#### 読解用抜粋 ####
有難いことに私は白髪がない。半年に一度ほど一、二本見つかることがあるくらいだ。アラフィフという年齢を考えれば珍しいことだろう。母が六十代になるまで殆ど白髪がなかったので、多分遺伝だと思う。
どこと言って取り柄のない自分の外見に於いて、これは特筆すべき素晴らしい点であると思っている。
髪を染めるのは結構身体に負担が大きいと聞いているので、とても有難い。
よく羨ましがられる。

髪の話をすると思い出す人がいる。

以前勤めていた職場のパート仲間に、Kさんという人がいた。パート仲間と言っても、同じ店にずっと正社員として勤めていた後定年後再雇用の形で来ておられた人で、私よりずっと先輩だった。
「在間さん、何で髪染めてんの?」
ある日、一緒に仕事している時にKさんが私の髪をしげしげと見ながら尋ねた。
「染めてませんよ。自毛です」
と答えると、Kさんはとても驚き、冗談めかしてこう言った。
####
_問題内容_
白髪についての文章のうち、「髪の話をすると思い出す人がいる。」から「と答えると、Kさんはとても驚き、冗談めかしてこう言った。」までをすべて、一字も変えずに書き出すこと。 データは別の出典から取ったものである。
#### 提供データ ####
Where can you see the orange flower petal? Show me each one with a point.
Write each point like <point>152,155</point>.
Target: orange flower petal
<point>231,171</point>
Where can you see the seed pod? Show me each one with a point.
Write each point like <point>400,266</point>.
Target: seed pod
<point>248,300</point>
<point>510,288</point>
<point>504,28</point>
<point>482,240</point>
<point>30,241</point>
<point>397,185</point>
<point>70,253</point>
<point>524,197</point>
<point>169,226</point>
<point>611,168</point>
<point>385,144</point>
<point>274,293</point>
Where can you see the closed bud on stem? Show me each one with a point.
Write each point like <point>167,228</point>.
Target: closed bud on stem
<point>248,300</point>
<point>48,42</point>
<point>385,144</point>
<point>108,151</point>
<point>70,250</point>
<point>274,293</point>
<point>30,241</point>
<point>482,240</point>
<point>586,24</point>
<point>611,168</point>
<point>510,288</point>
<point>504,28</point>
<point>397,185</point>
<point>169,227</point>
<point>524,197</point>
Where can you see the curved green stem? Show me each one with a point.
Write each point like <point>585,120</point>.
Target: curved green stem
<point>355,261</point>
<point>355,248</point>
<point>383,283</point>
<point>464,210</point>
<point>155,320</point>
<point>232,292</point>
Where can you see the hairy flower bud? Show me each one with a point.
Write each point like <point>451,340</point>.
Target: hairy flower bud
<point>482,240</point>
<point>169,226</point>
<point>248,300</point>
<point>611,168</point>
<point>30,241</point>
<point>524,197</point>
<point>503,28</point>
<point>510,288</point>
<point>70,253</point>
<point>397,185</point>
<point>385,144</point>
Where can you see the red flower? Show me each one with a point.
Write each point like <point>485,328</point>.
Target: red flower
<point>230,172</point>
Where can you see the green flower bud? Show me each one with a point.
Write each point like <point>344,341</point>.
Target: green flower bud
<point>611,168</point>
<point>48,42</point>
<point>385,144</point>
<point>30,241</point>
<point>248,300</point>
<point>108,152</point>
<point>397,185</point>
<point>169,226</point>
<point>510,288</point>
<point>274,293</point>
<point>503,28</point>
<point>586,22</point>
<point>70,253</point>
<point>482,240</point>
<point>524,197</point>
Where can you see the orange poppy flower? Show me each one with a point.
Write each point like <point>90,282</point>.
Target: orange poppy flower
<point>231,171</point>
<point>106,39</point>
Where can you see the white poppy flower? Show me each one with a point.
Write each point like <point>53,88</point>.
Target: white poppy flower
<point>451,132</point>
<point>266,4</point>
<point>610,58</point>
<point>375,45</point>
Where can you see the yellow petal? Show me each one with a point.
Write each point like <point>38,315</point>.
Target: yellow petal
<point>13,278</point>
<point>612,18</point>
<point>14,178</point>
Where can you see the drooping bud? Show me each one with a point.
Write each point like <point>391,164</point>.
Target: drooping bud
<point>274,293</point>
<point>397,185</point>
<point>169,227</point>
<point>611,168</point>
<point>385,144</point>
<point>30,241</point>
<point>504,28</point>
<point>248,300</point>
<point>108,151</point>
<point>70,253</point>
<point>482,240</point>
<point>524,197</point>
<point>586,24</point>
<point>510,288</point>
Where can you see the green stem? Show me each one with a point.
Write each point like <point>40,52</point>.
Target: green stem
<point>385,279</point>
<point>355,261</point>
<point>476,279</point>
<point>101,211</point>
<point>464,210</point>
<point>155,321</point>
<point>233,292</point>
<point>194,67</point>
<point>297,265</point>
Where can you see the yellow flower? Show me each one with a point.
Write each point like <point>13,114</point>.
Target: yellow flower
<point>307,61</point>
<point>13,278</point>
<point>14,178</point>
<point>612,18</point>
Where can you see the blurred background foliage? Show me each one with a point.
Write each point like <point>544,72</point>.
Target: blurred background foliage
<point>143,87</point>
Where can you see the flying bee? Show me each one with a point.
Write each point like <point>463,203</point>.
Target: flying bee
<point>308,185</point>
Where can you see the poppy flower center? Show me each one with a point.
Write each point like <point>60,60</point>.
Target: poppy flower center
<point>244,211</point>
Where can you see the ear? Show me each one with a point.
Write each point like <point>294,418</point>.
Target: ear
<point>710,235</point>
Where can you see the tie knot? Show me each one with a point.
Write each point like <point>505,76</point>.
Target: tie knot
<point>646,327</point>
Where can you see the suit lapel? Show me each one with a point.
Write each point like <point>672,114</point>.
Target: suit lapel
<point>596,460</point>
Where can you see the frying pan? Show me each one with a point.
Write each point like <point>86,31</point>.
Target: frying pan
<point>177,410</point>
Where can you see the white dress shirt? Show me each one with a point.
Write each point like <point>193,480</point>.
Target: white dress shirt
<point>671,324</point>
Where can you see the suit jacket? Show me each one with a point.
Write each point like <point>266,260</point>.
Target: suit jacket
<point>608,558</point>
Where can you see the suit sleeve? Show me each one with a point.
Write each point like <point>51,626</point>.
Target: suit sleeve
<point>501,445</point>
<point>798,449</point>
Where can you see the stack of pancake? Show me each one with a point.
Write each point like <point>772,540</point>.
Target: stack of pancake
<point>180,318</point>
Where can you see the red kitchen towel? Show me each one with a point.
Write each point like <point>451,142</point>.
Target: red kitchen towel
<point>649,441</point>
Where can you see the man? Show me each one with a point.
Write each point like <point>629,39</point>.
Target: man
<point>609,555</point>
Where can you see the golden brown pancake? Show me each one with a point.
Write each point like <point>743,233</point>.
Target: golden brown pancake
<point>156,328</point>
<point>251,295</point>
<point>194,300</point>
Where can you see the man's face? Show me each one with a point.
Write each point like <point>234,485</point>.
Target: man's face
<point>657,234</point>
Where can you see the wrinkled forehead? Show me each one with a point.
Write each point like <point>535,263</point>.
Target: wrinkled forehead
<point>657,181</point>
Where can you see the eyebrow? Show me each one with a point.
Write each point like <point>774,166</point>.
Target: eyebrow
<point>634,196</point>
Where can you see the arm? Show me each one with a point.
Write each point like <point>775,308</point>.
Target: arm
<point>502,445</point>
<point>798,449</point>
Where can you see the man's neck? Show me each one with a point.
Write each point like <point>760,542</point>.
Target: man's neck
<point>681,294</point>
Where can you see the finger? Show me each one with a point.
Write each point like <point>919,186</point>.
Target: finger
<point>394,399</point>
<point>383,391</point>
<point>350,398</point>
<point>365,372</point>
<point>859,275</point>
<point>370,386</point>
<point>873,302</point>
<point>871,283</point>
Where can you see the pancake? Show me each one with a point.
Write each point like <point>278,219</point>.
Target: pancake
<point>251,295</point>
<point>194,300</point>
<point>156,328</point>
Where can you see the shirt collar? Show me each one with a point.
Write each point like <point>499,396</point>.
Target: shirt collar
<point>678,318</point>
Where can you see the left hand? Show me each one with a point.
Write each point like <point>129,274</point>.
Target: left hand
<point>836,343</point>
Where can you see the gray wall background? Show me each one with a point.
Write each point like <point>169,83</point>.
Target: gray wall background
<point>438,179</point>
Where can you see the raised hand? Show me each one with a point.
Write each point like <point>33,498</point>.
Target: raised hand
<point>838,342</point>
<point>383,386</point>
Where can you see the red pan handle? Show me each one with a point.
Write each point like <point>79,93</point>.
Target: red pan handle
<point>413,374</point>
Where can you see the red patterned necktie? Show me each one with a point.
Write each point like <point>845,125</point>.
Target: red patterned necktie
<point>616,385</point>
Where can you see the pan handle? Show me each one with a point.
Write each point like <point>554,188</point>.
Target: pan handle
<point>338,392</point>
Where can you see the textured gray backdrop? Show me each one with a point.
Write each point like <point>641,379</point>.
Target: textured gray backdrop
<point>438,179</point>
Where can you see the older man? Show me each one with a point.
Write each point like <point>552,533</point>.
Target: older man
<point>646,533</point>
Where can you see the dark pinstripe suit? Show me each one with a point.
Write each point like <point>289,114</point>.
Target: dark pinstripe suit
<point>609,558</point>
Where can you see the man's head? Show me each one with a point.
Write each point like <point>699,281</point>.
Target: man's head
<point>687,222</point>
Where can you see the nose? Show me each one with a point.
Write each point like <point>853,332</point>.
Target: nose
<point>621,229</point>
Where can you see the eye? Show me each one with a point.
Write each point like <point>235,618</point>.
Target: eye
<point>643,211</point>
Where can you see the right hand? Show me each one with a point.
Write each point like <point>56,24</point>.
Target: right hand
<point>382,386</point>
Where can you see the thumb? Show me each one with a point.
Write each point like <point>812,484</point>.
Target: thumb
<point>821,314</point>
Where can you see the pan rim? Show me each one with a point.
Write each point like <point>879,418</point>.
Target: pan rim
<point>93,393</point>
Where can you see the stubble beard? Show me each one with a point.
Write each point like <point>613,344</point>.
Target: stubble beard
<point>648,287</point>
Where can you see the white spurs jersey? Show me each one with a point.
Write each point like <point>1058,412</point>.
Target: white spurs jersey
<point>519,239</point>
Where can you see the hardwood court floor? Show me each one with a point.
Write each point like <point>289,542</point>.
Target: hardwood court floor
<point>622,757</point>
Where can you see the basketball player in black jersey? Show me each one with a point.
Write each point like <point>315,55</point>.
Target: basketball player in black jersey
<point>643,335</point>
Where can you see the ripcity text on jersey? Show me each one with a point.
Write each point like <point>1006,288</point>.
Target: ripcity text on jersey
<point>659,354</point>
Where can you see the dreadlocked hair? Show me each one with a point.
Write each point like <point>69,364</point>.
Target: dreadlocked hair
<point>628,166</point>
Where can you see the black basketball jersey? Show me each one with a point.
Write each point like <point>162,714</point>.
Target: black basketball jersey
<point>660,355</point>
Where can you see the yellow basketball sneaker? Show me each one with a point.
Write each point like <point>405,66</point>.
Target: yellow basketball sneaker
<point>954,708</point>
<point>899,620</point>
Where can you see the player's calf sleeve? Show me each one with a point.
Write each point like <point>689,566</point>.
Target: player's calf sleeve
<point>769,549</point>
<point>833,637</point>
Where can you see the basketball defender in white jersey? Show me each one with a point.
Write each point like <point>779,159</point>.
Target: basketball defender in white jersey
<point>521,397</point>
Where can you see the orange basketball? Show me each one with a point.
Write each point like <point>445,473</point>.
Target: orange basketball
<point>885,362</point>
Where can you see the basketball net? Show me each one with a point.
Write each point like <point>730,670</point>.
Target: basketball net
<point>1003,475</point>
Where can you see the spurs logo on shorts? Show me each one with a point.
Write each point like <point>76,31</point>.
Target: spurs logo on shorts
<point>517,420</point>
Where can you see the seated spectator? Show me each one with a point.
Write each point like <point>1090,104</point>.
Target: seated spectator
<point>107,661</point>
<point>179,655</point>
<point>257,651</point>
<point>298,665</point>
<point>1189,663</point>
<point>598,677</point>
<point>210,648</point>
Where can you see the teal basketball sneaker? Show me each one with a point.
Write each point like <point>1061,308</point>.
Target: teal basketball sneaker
####
_解答_
髪の話をすると思い出す人がいる。

以前勤めていた職場のパート仲間に、Kさんという人がいた。パート仲間と言っても、同じ店にずっと正社員として勤めていた後定年後再雇用の形で来ておられた人で、私よりずっと先輩だった。
「在間さん、何で髪染めてんの?」
ある日、一緒に仕事している時にKさんが私の髪をしげしげと見ながら尋ねた。
「染めてませんよ。自毛です」
と答えると、Kさんはとても驚き、冗談めかしてこう言った。